START RECORDED INFORMATION

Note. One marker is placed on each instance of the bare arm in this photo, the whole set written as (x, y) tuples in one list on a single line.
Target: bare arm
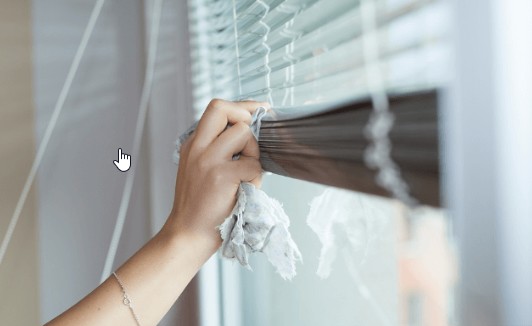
[(206, 186)]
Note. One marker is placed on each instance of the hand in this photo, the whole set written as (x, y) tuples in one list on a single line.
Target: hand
[(124, 161), (208, 178)]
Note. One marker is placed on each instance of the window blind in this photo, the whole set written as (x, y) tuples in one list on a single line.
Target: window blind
[(304, 54)]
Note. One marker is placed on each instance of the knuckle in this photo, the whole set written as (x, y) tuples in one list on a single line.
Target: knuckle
[(215, 103), (216, 175), (242, 128)]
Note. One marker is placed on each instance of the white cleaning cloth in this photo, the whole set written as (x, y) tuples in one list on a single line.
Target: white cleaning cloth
[(257, 222)]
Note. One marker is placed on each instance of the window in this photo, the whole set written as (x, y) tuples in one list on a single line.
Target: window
[(299, 53)]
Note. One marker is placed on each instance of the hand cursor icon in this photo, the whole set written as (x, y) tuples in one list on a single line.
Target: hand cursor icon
[(124, 161)]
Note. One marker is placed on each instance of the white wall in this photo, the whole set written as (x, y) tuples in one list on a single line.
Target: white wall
[(79, 188)]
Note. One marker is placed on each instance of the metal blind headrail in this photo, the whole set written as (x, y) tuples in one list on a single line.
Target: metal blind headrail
[(293, 53)]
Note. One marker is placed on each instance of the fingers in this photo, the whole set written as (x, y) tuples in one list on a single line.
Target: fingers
[(219, 114), (245, 169), (234, 140)]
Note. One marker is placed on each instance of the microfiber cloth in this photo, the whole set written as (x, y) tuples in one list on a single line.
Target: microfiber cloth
[(257, 223)]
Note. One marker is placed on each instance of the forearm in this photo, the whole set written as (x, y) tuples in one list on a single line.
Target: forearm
[(154, 278)]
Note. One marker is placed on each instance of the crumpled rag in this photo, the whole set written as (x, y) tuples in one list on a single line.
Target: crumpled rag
[(257, 223)]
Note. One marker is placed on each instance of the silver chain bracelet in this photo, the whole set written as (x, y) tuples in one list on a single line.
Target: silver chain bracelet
[(126, 300)]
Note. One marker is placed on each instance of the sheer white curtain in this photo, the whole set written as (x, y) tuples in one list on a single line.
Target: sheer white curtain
[(298, 52)]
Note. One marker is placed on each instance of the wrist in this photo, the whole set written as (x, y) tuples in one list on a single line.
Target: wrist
[(199, 243)]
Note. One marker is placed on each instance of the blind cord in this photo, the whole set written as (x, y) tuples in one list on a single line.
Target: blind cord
[(65, 90), (378, 153), (268, 50), (137, 140)]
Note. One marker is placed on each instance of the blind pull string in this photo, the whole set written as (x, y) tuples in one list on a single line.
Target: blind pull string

END RECORDED INFORMATION

● **TO DO**
Pictures appear in the records above. Output everything except them, exactly.

● **COMPLETED TASK**
Note. One marker is placed on each instance of the bare arm in this photo, the whole set written as (x, y) tuples in one list on a single line.
Target: bare arm
[(206, 186)]
Note. One marker is placed on each instance of the hand in this photo, the whole set written as (x, y) tuples in one list on a single line.
Target: hand
[(124, 161), (208, 178)]
Note. One marker is placed on each instance of the window blind in this photo, the whole set written as (x, y) tuples in one list on a single line.
Target: window blind
[(304, 54)]
Note. One marker is placed on each instance of the knuckle in this photo, the whole set written as (x, y) tuples in one list on a single line.
Target: knuckle
[(215, 103), (216, 175), (242, 128)]
Note. One marker is placed on each instance of the white cleaning cloth in this photo, the whole set written as (x, y) tuples in one list on a single line.
Target: white cleaning cloth
[(257, 222)]
Note. One marker is placed on each instance of the window in this photo, the whole set written as (x, y) tuples in one list on a single line.
Target: window
[(299, 53)]
Note. One marker is placed on each instance of the hand cursor icon in this photo, the whole set written as (x, y) tuples in one list on a single line.
Target: hand cursor icon
[(124, 161)]
Note. One marker is placed on each instance of the white wall in this photo, the whole set written as (x, y) tuples in one list on a single line.
Target: white wall
[(79, 188)]
Note. One marker is placed on each instance of the metal blind headrail in this photo, the whole set written as (x, y) tuples in one list on a single line.
Target: metal blind headrail
[(293, 53)]
Note. One marker is placed on each instance of the fingers in this photo, the whole set written as (x, y) tuples in one list on a single line.
Target: fingers
[(219, 114), (245, 169), (234, 140)]
Note. One marker is placed on each instance of the microfiber cloth in this photo, the whole set written as (x, y) tuples in one list on a single line.
Target: microfiber cloth
[(257, 223)]
Note. One marker is placed on each instance of the forearm in this photo, the whole set written as (x, y) tuples in one list on a single line.
Target: forearm
[(154, 278)]
Note. One marker is placed on each instance of the crumpled rag in this photo, the whole set written as (x, y) tuples in one list on a single line.
Target: crumpled rag
[(257, 223)]
Note. One marker is placed on each instance of the silver chain bracelet in this photo, the whole set written as (x, y) tuples in one list on a single line.
Target: silver chain bracelet
[(126, 300)]
Note. One marker is placed on each instance of the sheer white curtain in this photo, the whole set written as (x, y) tuples in one list on a single line.
Target: sheer white curtain
[(298, 52)]
Note. One marker is placed on each instance of the wrist in this photo, the whole set written as (x, y) tuples in one list on a single line.
Target: wrist
[(199, 243)]
Note. One marker is placed on each instance of the blind cord in this photo, the whole set written as (x, y) tuples in one list on a single line.
Target: blind cord
[(65, 90), (378, 153), (268, 50), (137, 140)]
Note. One marker is placed on each instance of the blind pull string in this photo, the whole set written as (x, y) tuples in one list on a single line.
Target: blind pull string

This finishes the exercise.